- _Challenge_
Pull out each line in the records below that contains the word "with", and copy those lines unchanged.

- _Dataset rows_

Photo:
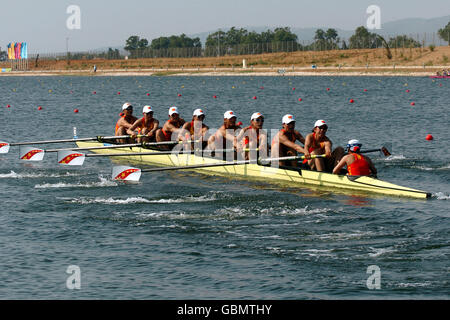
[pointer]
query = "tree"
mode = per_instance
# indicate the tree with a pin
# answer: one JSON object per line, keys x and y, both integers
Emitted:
{"x": 444, "y": 33}
{"x": 363, "y": 39}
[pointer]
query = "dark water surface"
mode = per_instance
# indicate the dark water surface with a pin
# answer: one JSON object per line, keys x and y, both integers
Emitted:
{"x": 181, "y": 235}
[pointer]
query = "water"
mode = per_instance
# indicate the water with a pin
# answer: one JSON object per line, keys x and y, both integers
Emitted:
{"x": 181, "y": 235}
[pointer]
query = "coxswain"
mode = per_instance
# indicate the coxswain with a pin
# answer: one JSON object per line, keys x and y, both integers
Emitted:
{"x": 146, "y": 126}
{"x": 172, "y": 125}
{"x": 125, "y": 122}
{"x": 357, "y": 164}
{"x": 283, "y": 144}
{"x": 253, "y": 138}
{"x": 195, "y": 130}
{"x": 225, "y": 136}
{"x": 317, "y": 143}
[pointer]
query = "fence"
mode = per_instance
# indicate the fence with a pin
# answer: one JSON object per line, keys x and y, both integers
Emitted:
{"x": 402, "y": 42}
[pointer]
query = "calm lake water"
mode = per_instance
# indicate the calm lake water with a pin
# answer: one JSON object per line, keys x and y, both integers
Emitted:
{"x": 183, "y": 235}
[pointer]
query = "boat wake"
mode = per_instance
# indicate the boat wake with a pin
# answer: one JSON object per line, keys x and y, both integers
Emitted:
{"x": 104, "y": 182}
{"x": 14, "y": 175}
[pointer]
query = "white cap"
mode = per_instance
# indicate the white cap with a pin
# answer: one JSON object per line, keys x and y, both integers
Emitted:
{"x": 198, "y": 112}
{"x": 288, "y": 118}
{"x": 319, "y": 123}
{"x": 229, "y": 114}
{"x": 256, "y": 115}
{"x": 147, "y": 109}
{"x": 126, "y": 105}
{"x": 173, "y": 110}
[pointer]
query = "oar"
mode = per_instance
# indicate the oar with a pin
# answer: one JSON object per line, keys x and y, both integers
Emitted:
{"x": 4, "y": 146}
{"x": 134, "y": 174}
{"x": 71, "y": 158}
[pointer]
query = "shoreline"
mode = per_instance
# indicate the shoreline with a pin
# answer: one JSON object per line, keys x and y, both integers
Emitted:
{"x": 379, "y": 71}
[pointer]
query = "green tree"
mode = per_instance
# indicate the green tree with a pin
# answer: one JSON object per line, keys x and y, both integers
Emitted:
{"x": 444, "y": 33}
{"x": 363, "y": 39}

- _Result of this exercise_
# indicate the tree with a pin
# indicate the dark water surface with a pin
# indicate the water with a pin
# indicate the coxswain with a pin
# indicate the fence with a pin
# indicate the calm lake water with a pin
# indicate the boat wake with a pin
# indicate the white cap with a pin
# indicate the oar with a pin
# indicate the shoreline with a pin
# indicate the green tree with a pin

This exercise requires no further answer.